- **FRAGMENTO DE LA PÁGINA**
------------------------
Me estoy esforzando, aunque sin mucha convicción, en rescatar de la memoria golfa algunos episodios que pudieran estar relacionados, o simplemente decantados, hacia eso que solemos calificar, a menudo con mal disimulada prevención, como vida libertina, es decir, algún acto presuntamente reprobable, inmoral y libérrimo. En una palabra, libertinaje. Pero no es fácil marcar los límites que definen este denigrado territorio. Después de mucho rato, solo he conseguido evocar algún que otro lance digamos vagamente indecente, pretendidamente provocador y escandaloso, vivido con ánimo de transgredir las normas, afrontar lo mal visto, prohibido o condenable (por ejemplo, besar a una muchacha en la boca delante de dos policías nacionales que nos veían pasar frente a una comisaría de policía de Girona, en 1961, a mi vuelta de París), una acción que hoy se me antoja de una ingenuidad ridícula, desprovista de cualquier significado transgresor y mucho menos crapuloso. Así que no doy con nada digno de ser contado, ni siquiera cuando repaso las alegres y fructíferas noches de la gauche divine en la Barcelona de los años sesenta. Me veo en alguna noche gamberra machacando jocosamente normas sociales y conyugales entre burgueses vulnerables por su mala conciencia, pero poco más. Y no pretendo maquillarme, la verdad es que hice lo que pude, ganas no faltaban, pero eran tiempos muy duros, episcopales y cuarteleros, sacramentales y puñeteros. Y aunque solo fuera por contradecir la putrefacta moral nacional-católica imperante en aquel entonces (moral peperamente emergente y muy vigente, cuidado) confieso que sí, me habría gustado ser mucho más libertino, mucho más amoral de lo que soy y un punto crápula. Pero para triunfar y adquirir fama y prestigio en esa difícil actividad es preciso una dedicación a tiempo completo, mucha imaginación y pocos escrúpulos.
------------------------
- **QUÉ SE PIDE**
Indica si cada afirmación coincide con el fragmento sobre el libertinaje y responde sí o no, citando literalmente las palabras del fragmento que lo deciden.
1. El beso ocurrió frente a una comisaría de policía de Girona en 1961.
2. Quien narra dice que no le habría gustado ser más libertino.
3. Según el fragmento, triunfar en esa actividad requiere solo una dedicación parcial.

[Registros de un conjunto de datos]
------------------------
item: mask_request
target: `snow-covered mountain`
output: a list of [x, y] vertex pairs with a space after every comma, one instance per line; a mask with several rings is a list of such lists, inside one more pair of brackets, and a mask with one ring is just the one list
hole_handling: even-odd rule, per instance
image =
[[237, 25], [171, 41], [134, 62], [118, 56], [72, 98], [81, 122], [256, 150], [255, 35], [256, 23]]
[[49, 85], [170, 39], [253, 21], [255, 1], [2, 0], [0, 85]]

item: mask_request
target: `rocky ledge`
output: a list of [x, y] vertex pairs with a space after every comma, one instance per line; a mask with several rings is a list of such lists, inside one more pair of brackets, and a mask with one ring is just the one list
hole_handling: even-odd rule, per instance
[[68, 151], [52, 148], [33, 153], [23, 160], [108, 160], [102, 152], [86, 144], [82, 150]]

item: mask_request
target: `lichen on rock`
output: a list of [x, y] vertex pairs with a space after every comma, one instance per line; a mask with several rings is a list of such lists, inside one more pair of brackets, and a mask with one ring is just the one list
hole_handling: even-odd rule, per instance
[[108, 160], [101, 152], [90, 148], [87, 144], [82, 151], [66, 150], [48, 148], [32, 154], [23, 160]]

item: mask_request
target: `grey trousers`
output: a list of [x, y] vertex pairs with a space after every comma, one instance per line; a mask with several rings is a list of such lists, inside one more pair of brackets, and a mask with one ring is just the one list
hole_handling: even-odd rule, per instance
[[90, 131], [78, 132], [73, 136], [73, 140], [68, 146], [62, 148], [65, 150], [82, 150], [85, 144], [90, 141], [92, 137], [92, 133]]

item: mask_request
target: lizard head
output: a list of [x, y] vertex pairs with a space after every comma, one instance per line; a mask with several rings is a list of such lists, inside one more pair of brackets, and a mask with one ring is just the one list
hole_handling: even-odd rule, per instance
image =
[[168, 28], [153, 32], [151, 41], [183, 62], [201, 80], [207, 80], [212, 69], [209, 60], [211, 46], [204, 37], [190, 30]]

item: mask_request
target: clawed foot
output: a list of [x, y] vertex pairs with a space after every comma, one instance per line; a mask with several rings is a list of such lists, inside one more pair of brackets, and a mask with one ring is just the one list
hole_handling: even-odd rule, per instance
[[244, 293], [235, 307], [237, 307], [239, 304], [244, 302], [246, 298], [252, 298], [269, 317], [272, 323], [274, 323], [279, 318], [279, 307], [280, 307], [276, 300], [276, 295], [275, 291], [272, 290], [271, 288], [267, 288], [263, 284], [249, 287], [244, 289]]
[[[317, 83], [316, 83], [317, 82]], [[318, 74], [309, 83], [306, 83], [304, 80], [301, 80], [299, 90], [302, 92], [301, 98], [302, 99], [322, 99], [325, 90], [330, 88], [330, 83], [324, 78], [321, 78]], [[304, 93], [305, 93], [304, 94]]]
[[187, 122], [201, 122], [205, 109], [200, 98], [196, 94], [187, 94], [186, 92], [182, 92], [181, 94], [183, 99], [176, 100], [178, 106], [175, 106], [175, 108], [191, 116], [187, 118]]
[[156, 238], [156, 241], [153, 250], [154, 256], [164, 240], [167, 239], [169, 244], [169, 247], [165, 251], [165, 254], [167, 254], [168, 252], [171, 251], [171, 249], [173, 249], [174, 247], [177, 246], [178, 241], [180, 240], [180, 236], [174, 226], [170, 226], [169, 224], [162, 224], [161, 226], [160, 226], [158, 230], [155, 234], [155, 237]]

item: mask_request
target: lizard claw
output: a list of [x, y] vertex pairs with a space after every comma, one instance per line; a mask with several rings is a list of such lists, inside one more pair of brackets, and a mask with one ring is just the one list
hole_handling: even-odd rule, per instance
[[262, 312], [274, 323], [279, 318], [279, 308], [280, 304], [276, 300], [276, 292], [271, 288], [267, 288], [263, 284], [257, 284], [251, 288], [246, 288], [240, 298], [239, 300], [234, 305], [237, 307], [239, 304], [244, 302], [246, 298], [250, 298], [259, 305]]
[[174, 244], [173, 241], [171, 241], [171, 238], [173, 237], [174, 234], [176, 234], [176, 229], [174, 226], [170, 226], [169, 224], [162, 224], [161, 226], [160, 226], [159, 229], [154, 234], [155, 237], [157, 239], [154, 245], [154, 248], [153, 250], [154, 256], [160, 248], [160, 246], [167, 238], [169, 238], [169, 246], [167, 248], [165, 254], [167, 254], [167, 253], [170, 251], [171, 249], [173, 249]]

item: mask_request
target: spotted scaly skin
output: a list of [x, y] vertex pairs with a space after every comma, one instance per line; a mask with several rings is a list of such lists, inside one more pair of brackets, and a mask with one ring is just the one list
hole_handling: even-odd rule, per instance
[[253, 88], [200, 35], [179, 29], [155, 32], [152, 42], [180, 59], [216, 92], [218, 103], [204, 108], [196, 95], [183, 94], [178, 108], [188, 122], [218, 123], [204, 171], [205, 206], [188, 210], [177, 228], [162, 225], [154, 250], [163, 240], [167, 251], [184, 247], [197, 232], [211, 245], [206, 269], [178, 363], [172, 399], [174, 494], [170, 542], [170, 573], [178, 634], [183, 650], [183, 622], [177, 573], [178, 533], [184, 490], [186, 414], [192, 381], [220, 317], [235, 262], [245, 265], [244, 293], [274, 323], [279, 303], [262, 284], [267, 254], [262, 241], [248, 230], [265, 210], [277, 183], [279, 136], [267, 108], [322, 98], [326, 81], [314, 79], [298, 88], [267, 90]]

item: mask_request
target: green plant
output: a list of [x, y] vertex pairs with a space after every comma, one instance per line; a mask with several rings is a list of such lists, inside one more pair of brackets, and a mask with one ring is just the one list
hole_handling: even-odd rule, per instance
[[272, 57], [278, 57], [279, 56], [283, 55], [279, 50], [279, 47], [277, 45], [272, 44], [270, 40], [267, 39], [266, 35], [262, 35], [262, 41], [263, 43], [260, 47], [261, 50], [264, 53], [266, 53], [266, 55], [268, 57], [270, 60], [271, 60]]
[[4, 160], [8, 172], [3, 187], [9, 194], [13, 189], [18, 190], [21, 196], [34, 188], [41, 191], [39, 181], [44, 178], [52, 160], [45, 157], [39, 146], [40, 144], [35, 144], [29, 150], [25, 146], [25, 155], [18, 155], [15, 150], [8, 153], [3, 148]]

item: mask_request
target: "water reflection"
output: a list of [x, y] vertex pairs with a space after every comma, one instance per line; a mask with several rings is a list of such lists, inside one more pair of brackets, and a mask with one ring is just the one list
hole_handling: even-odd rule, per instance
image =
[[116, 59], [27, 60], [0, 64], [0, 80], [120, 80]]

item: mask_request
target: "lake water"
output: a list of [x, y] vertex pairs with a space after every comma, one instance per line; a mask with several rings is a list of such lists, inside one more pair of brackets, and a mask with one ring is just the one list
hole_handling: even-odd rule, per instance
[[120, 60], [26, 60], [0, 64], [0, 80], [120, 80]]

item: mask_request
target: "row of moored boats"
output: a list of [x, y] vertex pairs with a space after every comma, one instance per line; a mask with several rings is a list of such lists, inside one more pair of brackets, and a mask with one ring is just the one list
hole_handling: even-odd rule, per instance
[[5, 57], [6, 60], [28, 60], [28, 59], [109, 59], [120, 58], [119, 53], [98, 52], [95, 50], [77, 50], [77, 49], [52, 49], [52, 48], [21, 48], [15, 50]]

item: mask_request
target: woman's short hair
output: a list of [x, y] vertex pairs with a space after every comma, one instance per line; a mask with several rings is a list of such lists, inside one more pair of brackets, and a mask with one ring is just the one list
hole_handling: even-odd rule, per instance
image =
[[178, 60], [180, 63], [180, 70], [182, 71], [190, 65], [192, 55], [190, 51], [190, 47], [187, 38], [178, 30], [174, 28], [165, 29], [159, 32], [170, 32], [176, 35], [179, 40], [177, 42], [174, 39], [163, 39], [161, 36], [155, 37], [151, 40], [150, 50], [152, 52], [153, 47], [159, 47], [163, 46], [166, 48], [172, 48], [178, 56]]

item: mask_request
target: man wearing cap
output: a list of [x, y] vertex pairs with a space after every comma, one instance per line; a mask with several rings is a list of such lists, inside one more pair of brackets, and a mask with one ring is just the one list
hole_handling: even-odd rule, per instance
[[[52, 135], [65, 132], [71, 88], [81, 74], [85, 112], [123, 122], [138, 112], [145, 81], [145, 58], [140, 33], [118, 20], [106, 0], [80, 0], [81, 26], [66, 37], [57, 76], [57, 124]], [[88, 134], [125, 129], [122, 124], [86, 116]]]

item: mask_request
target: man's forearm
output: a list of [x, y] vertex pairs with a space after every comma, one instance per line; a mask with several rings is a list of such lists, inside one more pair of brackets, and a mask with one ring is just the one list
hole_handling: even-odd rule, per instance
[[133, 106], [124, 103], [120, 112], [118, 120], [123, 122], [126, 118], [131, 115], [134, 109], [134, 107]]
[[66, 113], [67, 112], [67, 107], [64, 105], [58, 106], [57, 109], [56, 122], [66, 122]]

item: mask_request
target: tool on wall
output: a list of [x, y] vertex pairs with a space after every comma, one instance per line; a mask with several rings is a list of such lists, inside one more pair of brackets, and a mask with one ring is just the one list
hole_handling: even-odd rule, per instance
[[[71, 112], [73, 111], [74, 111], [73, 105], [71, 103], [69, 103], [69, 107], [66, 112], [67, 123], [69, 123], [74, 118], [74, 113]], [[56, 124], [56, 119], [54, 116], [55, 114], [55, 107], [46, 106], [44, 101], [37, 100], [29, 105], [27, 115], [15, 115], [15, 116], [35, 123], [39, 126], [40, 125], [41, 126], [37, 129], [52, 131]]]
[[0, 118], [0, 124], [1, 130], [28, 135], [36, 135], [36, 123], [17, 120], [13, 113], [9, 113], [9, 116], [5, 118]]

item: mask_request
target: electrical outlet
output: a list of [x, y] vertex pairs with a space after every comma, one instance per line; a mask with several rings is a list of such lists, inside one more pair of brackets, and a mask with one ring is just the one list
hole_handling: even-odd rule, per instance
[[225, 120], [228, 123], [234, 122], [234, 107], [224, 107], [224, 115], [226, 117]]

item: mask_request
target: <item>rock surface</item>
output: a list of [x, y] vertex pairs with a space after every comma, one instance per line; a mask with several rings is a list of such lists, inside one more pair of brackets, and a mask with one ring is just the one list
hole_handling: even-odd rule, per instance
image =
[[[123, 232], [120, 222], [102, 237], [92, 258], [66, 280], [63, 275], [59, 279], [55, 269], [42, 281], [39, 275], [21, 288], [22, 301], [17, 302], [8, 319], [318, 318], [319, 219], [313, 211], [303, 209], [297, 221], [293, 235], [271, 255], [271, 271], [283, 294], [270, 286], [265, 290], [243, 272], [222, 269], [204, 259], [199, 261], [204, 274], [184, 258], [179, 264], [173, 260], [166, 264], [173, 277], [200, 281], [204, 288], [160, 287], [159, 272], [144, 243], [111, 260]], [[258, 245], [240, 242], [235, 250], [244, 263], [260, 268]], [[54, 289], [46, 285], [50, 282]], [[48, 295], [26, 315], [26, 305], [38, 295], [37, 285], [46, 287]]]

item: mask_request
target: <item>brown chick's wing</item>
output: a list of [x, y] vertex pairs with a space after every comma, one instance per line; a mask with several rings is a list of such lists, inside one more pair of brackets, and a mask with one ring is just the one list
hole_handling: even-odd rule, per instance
------------------------
- **RESULTADO**
1. Sí: «frente a una comisaría de policía de Girona, en 1961».
2. No: «me habría gustado ser mucho más libertino».
3. No: «es preciso una dedicación a tiempo completo».